BRIEF
Whenever a line in the records below contains "clicks", pick it out.

━━━━━━━━━━

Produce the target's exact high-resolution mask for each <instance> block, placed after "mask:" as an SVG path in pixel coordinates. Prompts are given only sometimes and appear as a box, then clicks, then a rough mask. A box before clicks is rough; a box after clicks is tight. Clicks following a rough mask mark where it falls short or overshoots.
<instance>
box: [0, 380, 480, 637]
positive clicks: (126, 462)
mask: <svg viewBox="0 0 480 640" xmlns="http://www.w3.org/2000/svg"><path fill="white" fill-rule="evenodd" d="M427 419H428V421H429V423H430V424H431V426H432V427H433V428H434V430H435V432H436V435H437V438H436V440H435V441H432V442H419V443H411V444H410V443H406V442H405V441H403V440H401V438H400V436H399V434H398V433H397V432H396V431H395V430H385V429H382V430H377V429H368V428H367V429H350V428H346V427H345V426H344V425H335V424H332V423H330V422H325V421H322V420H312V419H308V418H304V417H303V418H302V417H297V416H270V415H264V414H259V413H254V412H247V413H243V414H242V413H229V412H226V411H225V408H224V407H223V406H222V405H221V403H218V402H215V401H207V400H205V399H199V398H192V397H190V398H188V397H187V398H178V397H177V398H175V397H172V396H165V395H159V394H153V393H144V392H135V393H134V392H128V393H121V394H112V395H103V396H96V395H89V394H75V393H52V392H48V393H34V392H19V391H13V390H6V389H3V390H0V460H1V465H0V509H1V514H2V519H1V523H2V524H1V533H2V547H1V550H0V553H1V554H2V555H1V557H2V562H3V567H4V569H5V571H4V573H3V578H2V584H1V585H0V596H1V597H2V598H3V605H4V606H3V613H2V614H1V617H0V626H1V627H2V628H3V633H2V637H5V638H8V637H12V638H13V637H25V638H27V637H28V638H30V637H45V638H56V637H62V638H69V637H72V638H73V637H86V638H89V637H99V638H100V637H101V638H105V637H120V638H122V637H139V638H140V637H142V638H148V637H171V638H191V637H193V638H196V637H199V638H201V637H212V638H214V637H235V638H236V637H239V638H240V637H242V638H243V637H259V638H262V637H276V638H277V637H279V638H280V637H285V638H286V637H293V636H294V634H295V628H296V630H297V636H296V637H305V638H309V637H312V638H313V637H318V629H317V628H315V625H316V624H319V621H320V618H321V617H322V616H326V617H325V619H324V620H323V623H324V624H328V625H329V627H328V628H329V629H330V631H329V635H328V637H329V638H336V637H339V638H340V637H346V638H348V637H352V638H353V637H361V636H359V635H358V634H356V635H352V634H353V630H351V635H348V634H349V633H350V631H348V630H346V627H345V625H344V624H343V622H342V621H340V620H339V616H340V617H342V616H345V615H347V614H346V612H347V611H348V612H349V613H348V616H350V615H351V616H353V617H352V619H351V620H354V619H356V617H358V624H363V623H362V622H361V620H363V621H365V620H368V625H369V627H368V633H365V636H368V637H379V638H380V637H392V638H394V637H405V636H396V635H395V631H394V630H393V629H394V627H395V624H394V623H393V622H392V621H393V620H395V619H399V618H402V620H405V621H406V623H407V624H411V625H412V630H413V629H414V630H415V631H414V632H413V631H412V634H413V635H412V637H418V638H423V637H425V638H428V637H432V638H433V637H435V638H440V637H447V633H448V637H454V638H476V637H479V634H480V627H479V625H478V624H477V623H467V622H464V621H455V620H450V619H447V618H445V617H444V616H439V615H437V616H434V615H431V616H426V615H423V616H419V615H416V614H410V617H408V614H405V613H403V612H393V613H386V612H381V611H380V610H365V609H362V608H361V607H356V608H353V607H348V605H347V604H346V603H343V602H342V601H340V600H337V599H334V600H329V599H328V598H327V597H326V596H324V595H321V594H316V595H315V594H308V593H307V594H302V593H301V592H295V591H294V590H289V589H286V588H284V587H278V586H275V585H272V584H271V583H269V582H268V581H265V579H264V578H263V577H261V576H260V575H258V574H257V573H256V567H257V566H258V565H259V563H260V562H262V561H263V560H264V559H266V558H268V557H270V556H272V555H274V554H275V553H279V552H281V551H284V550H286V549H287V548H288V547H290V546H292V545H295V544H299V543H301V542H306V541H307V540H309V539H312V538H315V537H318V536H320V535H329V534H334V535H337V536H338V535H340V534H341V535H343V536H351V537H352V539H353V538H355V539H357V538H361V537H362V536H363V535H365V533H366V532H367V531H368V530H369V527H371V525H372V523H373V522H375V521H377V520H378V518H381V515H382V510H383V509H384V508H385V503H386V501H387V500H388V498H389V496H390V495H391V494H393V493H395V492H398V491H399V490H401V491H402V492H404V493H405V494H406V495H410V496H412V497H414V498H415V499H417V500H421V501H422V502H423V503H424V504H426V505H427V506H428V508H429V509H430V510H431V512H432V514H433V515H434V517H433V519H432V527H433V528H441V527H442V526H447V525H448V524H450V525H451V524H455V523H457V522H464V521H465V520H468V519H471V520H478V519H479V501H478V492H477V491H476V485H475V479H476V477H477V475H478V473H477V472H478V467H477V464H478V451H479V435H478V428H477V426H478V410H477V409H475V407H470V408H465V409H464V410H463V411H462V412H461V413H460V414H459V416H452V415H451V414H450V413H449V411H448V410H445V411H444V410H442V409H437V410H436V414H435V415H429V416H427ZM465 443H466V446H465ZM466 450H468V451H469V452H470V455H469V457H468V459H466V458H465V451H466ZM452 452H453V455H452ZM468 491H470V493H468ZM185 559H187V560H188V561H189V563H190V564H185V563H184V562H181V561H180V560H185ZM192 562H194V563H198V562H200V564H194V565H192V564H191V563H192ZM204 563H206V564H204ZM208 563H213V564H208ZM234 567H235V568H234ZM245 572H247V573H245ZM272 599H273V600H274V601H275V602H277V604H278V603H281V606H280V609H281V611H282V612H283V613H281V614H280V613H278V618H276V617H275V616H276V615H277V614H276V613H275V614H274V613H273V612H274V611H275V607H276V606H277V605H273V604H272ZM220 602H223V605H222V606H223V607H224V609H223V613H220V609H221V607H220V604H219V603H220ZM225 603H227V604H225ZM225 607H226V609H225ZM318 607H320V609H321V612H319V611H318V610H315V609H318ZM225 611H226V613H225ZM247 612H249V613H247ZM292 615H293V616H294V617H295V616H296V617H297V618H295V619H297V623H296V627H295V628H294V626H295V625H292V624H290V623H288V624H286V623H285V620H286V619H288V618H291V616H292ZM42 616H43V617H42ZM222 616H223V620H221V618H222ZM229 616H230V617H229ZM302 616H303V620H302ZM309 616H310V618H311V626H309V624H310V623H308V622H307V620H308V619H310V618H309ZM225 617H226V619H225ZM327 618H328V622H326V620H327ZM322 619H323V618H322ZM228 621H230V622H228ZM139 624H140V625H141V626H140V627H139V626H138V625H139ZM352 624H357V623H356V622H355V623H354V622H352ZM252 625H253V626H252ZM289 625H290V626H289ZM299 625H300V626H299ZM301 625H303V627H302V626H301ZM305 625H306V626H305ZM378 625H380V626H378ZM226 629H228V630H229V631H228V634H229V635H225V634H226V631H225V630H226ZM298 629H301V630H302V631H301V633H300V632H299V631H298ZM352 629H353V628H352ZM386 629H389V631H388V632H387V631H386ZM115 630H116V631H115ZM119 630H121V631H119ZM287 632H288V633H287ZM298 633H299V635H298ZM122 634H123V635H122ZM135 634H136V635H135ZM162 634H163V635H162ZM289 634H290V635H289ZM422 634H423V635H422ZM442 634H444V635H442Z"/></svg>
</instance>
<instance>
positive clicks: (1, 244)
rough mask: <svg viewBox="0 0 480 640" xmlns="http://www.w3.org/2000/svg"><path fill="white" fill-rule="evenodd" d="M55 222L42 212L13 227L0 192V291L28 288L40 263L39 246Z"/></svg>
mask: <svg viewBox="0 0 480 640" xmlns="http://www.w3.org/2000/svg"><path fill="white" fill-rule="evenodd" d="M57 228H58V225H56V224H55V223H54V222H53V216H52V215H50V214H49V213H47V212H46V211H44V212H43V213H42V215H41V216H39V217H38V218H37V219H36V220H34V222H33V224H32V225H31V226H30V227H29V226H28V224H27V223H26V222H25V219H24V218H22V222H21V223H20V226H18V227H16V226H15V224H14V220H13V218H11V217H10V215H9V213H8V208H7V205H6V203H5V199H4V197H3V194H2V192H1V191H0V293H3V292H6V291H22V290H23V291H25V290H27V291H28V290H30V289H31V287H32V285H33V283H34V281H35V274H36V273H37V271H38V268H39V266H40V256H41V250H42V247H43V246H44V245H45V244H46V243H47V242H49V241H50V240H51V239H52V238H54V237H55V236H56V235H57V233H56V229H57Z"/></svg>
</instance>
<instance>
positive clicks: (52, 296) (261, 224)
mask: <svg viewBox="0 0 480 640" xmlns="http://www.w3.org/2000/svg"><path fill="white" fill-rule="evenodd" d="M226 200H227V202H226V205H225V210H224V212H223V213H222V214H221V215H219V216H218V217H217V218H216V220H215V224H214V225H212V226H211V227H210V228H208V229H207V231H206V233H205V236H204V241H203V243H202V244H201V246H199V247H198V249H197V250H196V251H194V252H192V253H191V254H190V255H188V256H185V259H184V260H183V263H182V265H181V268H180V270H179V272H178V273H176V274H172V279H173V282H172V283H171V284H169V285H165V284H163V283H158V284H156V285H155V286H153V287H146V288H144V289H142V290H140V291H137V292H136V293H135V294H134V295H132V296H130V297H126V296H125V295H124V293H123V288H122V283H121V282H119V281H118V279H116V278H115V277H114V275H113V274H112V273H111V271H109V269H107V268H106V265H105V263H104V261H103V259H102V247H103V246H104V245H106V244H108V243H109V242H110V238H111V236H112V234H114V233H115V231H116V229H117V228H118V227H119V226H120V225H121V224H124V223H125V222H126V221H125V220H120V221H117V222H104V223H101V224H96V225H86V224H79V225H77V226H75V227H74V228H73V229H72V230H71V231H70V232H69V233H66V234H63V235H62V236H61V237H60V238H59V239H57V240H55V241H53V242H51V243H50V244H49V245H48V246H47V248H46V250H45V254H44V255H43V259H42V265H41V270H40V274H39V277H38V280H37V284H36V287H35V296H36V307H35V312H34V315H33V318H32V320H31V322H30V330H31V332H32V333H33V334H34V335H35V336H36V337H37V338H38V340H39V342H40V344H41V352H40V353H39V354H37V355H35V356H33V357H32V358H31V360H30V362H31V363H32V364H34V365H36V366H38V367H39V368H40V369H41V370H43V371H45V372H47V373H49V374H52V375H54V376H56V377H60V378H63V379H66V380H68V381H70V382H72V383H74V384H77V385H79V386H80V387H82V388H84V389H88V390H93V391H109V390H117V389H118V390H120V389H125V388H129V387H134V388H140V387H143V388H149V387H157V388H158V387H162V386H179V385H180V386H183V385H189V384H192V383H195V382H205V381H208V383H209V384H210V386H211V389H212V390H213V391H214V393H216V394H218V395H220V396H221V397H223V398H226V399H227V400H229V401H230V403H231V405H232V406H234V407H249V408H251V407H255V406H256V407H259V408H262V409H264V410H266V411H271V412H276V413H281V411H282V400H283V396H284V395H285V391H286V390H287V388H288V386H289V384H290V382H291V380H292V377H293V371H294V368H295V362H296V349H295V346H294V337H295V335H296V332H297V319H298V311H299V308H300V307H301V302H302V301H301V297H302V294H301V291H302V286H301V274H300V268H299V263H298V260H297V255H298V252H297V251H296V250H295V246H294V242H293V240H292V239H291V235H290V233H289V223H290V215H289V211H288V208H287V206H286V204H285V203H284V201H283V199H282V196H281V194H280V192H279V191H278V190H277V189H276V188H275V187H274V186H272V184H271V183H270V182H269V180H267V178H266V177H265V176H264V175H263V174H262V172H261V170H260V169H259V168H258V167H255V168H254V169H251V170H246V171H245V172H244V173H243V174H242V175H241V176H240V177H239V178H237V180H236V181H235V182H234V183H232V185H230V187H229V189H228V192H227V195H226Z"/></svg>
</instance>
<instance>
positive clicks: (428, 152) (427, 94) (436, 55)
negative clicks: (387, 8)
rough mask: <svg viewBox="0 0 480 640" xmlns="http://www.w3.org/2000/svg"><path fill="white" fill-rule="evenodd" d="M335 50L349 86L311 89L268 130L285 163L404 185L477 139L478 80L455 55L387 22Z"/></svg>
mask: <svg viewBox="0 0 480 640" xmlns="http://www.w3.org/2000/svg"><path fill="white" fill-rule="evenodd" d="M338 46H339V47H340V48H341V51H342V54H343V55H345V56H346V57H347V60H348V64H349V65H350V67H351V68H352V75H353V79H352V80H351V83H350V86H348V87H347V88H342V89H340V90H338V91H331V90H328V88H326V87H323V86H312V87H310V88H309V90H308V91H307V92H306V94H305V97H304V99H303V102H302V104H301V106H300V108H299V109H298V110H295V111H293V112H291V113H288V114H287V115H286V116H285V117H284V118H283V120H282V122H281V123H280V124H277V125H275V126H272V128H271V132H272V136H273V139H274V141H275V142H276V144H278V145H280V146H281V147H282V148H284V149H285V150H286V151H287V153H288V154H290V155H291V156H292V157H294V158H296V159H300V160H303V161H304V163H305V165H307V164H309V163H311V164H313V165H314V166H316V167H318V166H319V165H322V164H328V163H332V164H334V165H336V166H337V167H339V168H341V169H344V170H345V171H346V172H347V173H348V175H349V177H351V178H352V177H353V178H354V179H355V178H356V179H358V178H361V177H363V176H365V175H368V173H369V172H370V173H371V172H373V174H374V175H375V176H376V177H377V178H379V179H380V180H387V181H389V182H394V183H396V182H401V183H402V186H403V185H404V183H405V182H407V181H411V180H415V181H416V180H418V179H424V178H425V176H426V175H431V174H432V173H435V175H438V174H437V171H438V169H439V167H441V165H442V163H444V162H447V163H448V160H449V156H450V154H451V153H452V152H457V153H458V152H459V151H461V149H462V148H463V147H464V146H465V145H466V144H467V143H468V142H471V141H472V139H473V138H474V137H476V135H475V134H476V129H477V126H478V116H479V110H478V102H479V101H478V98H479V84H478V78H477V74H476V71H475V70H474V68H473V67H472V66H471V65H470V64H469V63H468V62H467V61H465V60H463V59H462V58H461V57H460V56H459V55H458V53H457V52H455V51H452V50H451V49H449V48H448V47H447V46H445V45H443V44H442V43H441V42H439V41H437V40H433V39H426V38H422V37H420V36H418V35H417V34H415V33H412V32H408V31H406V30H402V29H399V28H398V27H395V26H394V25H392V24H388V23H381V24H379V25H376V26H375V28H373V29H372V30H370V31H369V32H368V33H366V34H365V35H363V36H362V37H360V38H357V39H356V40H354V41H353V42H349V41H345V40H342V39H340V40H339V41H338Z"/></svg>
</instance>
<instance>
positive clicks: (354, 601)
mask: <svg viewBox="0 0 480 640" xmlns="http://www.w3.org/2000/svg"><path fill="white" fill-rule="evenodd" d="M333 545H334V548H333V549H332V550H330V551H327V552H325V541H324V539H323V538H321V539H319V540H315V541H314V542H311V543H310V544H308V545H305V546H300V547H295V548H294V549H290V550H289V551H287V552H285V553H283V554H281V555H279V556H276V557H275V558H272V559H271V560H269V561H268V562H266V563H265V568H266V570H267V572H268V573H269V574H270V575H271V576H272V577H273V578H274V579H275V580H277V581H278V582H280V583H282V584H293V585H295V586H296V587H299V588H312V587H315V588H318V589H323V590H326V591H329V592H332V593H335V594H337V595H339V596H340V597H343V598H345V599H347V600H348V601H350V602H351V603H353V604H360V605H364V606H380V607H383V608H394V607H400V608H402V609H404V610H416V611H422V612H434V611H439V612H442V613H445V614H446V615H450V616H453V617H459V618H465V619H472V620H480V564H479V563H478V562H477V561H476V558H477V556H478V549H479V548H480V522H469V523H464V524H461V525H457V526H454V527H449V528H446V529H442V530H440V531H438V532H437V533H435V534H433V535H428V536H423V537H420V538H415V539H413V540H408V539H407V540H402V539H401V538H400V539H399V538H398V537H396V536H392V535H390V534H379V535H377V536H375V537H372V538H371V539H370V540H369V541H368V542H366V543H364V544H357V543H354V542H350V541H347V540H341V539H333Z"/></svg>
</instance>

━━━━━━━━━━

TASK RESULT
Produce the target's exact high-resolution mask for each <instance> block, placed after "mask:" as an SVG path in pixel coordinates. Prompts are given only sometimes and appear as a box, then clicks, then a rough mask. A box before clicks is rough; a box after clicks is tight. Clicks following a rough mask mark where it falls short or overshoots.
positive clicks: (126, 462)
positive clicks: (1, 244)
positive clicks: (52, 296) (261, 224)
positive clicks: (428, 152) (427, 94) (436, 55)
negative clicks: (387, 8)
positive clicks: (354, 601)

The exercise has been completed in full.